▶ **Work required**: Rewrite all of the material below as a numbered list with one entry per line, omitting blank lines. Leave the pictures out of the output.
-- BEGIN Dataset records --
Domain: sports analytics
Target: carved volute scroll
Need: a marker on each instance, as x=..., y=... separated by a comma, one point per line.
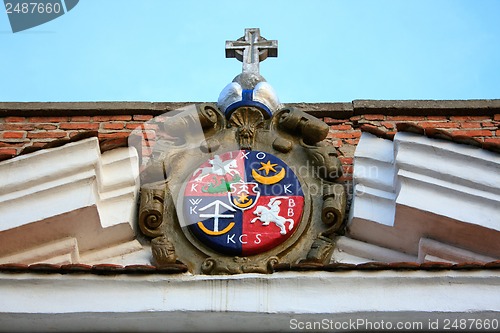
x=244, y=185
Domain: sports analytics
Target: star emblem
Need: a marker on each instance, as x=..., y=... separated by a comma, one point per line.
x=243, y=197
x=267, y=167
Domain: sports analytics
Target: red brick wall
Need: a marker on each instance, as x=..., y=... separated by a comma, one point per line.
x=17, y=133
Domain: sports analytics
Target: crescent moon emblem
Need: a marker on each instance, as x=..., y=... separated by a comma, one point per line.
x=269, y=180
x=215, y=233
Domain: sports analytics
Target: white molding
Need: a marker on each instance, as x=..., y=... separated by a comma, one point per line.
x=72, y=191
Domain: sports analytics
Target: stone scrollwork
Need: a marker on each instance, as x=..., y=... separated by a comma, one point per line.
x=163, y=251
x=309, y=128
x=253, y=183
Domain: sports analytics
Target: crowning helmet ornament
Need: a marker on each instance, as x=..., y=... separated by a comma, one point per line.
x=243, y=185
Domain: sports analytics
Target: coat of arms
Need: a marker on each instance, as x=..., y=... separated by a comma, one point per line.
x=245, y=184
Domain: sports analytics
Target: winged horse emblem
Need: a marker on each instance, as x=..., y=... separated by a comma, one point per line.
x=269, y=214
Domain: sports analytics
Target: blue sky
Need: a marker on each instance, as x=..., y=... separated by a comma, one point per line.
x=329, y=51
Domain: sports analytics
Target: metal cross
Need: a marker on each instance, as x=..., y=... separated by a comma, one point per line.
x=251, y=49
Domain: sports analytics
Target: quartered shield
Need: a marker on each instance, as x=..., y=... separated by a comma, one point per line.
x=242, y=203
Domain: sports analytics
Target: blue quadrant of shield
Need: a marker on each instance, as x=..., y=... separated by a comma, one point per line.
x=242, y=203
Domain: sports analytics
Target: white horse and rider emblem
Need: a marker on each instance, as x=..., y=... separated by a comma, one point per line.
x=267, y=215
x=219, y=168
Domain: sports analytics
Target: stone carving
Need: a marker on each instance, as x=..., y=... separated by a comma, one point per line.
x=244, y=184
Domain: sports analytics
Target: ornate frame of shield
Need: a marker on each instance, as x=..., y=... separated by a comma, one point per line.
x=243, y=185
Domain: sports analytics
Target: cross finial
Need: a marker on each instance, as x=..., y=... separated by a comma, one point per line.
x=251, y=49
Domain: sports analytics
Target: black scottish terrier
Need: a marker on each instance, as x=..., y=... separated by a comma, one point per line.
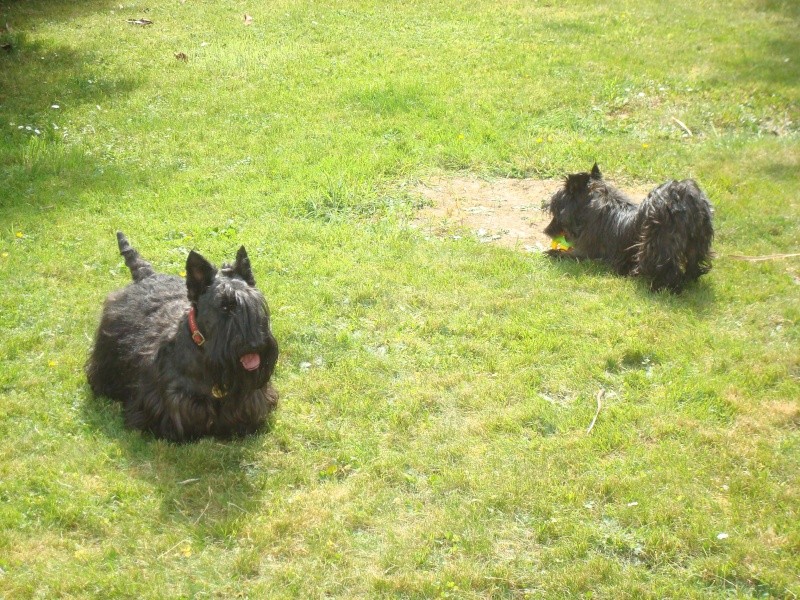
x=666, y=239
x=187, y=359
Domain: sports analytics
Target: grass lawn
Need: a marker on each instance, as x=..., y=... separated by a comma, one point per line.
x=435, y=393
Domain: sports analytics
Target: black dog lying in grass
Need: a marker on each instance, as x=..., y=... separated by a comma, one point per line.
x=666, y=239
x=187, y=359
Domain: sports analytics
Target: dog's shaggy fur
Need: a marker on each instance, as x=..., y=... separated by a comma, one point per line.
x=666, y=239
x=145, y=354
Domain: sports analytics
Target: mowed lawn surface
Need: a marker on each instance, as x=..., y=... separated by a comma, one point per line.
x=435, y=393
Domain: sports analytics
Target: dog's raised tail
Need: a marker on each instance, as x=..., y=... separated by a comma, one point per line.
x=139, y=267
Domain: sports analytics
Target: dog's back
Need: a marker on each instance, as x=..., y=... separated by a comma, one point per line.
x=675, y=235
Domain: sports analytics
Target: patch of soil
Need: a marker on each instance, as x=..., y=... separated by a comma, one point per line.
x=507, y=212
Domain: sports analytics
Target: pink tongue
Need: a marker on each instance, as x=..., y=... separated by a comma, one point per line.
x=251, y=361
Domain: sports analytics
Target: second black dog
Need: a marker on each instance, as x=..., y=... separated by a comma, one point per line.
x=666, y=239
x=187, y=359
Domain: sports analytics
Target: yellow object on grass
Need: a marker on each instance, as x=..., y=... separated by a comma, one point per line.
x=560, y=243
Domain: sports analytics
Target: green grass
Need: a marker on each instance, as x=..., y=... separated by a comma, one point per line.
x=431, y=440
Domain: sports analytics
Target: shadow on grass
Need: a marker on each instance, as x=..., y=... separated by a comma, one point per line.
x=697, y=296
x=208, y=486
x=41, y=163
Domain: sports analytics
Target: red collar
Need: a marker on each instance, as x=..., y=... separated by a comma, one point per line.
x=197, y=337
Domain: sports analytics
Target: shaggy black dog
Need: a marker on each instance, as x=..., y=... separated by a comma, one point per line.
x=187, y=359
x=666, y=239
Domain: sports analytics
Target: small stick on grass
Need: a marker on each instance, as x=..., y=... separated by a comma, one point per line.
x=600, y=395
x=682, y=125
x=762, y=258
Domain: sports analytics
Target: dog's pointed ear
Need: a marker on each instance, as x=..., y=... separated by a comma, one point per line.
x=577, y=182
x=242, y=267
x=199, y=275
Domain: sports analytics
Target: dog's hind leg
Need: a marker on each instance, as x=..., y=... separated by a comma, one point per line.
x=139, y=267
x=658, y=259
-- END Dataset records --
▶ **Result**:
1. Domain: sports analytics
2. Target: carved volute scroll
3. Need: a marker on each instance, as x=..., y=... separated by a comma, one point per line.
4. x=244, y=185
5. Domain: sports analytics
6. Target: star emblem
7. Need: a marker on each instance, as x=..., y=... separated by a comma, one point per line.
8. x=243, y=197
9. x=267, y=167
10. Domain: sports analytics
11. Target: red brick wall
12. Need: a marker on each instance, as x=..., y=... separated by a comma, one point per line.
13. x=17, y=133
14. Domain: sports analytics
15. Target: crescent moon emblem
16. Need: a marker on each instance, as x=..., y=... separated by a comma, one point per line.
17. x=269, y=180
18. x=215, y=233
19. Domain: sports analytics
20. Target: white molding
21. Need: a marker on each instance, as x=..., y=... separated by a comma, one point per line.
22. x=72, y=191
23. Domain: sports analytics
24. Target: stone scrollwork
25. Need: a marker on each instance, as x=..., y=... separated by a comma, one point per line.
26. x=163, y=251
27. x=309, y=128
28. x=253, y=183
29. Domain: sports analytics
30. Target: crowning helmet ornament
31. Need: a marker on each instance, as x=..., y=... separated by a comma, one point per line.
32. x=243, y=185
33. Domain: sports analytics
34. Target: coat of arms
35. Need: a marker on each instance, as x=..., y=... separated by a comma, one point per line.
36. x=245, y=184
37. Domain: sports analytics
38. Target: winged horse emblem
39. Need: a marker on each instance, as x=..., y=... separated by a comma, one point per line.
40. x=269, y=214
41. Domain: sports analytics
42. Target: blue sky
43. Need: a marker on each instance, as x=..., y=... separated by a comma, one point per line.
44. x=329, y=51
45. Domain: sports analytics
46. Target: metal cross
47. Need: a marker on each instance, as x=..., y=... separated by a comma, one point per line.
48. x=251, y=49
49. Domain: sports analytics
50. Target: quartered shield
51. Need: a marker on each instance, as x=..., y=... separated by a comma, one point per line.
52. x=242, y=203
53. Domain: sports analytics
54. Target: blue quadrant of shield
55. Need: a marker on each instance, as x=..., y=... separated by a comma, one point per line.
56. x=242, y=203
57. Domain: sports analytics
58. Target: white horse and rider emblem
59. Need: a marker on each instance, as x=..., y=... separated by a comma, one point per line.
60. x=267, y=215
61. x=219, y=168
62. Domain: sports analytics
63. Target: stone carving
64. Need: a marker on each instance, as x=..., y=... separated by a comma, one point per line.
65. x=244, y=184
66. Domain: sports analytics
67. Target: ornate frame of shield
68. Need: a marker on each instance, as x=..., y=... separated by a comma, one point per line.
69. x=243, y=185
70. Domain: sports analytics
71. Target: cross finial
72. Need: a marker on each instance, as x=..., y=... separated by a comma, one point per line.
73. x=251, y=49
74. Domain: sports analytics
75. Target: black scottish terrier
76. Need: a marker on each instance, as x=..., y=... separated by a comma, one point per line.
77. x=666, y=239
78. x=187, y=359
79. Domain: sports analytics
80. Target: grass lawn
81. Need: a marker on each instance, as x=..., y=... separated by a comma, one point per line.
82. x=435, y=393
83. Domain: sports analytics
84. Target: black dog lying in grass
85. Need: a marker on each instance, as x=..., y=... separated by a comma, one point per line.
86. x=666, y=239
87. x=187, y=359
88. Domain: sports analytics
89. Target: dog's shaggy fur
90. Need: a marker on each instance, as x=..., y=... separated by a comma, one point per line.
91. x=666, y=239
92. x=145, y=354
93. Domain: sports analytics
94. Target: mowed lawn surface
95. Need: a marker on each instance, as x=..., y=... separated by a comma, one point per line.
96. x=435, y=393
97. Domain: sports analytics
98. Target: dog's raised tail
99. Need: a marker on each instance, as x=..., y=... separated by a comma, one point per line.
100. x=139, y=267
101. Domain: sports analytics
102. Target: dog's back
103. Need: a marker on each instance, as x=..., y=... separated by a comma, one point per line.
104. x=675, y=235
105. Domain: sports analytics
106. Target: patch of soil
107. Need: a marker on each instance, as x=..., y=... separated by a comma, one point per line.
108. x=507, y=212
109. Domain: sports analytics
110. Target: pink tongue
111. Need: a marker on each instance, as x=..., y=... separated by a comma, one point per line.
112. x=251, y=361
113. Domain: sports analytics
114. Target: second black dog
115. Need: a marker on each instance, as x=..., y=... separated by a comma, one point per line.
116. x=666, y=239
117. x=187, y=359
118. Domain: sports analytics
119. Target: yellow object on grass
120. Need: a marker on each instance, as x=..., y=... separated by a comma, one point per line.
121. x=560, y=243
122. Domain: sports analytics
123. Target: green grass
124. Need: a marker on each instance, as x=..., y=... separated by a comma, one point per line.
125. x=431, y=440
126. Domain: sports analytics
127. Target: shadow on grass
128. Need: a marker on each instance, as x=..., y=... separated by a comma, one point per line.
129. x=697, y=296
130. x=208, y=486
131. x=41, y=163
132. Domain: sports analytics
133. Target: red collar
134. Need: a marker on each instance, as x=..., y=... separated by a comma, one point per line.
135. x=197, y=337
136. Domain: sports analytics
137. Target: shaggy black dog
138. Need: a marker on each instance, as x=..., y=... separated by a comma, one point per line.
139. x=187, y=359
140. x=666, y=239
141. Domain: sports analytics
142. Target: small stick on grass
143. Need: a marker on each instance, as x=..., y=... separated by a comma, one point per line.
144. x=600, y=395
145. x=682, y=125
146. x=762, y=258
147. Domain: sports analytics
148. Target: dog's pointed ear
149. Need: a marker on each instance, as x=..., y=... separated by a comma, one point per line.
150. x=577, y=182
151. x=242, y=267
152. x=199, y=275
153. Domain: sports analytics
154. Target: dog's hind leg
155. Need: a marker on each instance, as x=..., y=... separated by a comma, one point per line.
156. x=139, y=267
157. x=658, y=259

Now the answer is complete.